■ Short exercise: Render the listing from the line holding "locate the green" through the line holding "74,68 -> 150,109", inclusive, as a two-column CSV with the headers request and answer. Give one row per request, put each value in a single quoted field, and turn any line breaks into spaces.

■ Data for this task:

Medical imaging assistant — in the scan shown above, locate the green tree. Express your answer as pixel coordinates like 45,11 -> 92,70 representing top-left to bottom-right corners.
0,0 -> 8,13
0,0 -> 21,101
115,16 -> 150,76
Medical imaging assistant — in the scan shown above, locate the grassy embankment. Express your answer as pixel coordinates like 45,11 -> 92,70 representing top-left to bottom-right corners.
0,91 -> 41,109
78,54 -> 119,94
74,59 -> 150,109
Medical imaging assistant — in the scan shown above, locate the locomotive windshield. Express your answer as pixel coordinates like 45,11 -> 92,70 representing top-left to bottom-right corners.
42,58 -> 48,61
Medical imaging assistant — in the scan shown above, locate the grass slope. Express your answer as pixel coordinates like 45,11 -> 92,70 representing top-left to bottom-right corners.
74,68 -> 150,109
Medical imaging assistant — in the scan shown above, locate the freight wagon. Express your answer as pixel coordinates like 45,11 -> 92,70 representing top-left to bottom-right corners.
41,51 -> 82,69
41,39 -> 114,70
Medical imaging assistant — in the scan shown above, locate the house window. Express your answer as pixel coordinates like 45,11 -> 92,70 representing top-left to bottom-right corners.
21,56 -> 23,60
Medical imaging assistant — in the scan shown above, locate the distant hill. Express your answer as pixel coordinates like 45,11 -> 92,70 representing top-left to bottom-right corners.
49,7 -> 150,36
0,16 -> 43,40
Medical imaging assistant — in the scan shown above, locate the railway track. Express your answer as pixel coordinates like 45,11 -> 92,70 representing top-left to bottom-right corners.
* * *
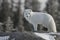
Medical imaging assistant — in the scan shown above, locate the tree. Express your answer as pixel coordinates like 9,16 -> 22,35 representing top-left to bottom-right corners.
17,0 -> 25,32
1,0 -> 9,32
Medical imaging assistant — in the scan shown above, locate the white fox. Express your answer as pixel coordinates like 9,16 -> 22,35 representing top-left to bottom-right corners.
* * *
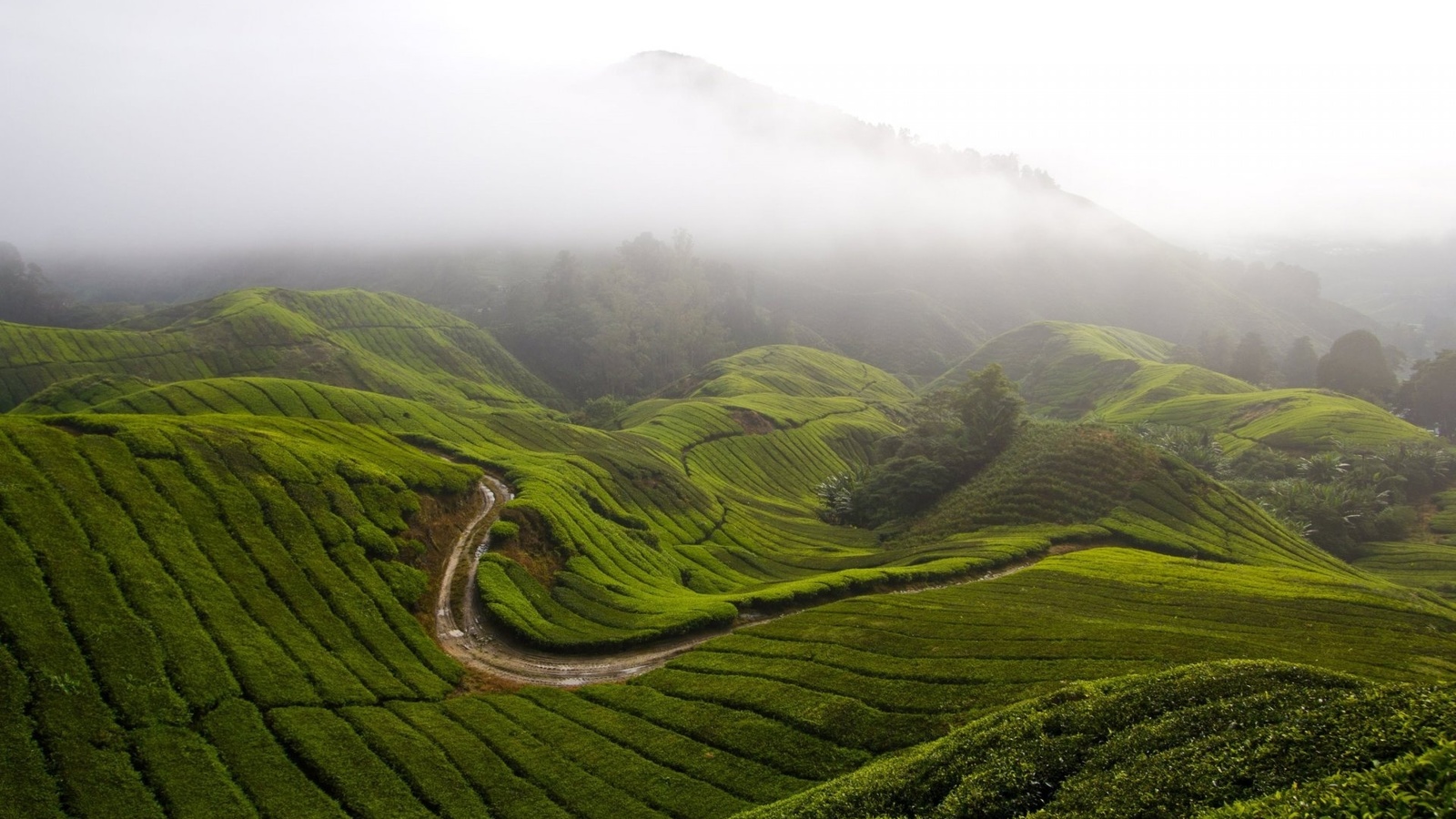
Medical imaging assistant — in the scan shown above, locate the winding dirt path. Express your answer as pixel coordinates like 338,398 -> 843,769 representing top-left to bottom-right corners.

■ Solution:
request,answer
"Medical imaging assistant — in the scan shown above, locate the green tree. Express your answer as pixel coordinates like 45,11 -> 92,70 representing top-left to bottom-right corners.","0,0 -> 8,13 0,0 -> 21,101 115,16 -> 150,76"
"Medical imaging assistant — in the scan shown above, locate the grassy embankment. Express your answer as pixel coordinates like 45,11 -> 92,70 representing top-left to bottom-right corners.","0,91 -> 41,109 78,54 -> 119,94 74,59 -> 150,109"
"Medical imaging assistant — in the scan shown above, locate the locomotive windshield. Express your answer as pixel coordinates like 45,11 -> 92,70 representing top-left to bottom-right corners.","42,58 -> 48,61"
"Medical imaging assistant — in the scan shown above, locate the grass slope. Express your answer as pixel coordinates like 45,11 -> 92,70 representing top-left to bottom-right corners.","74,68 -> 150,109"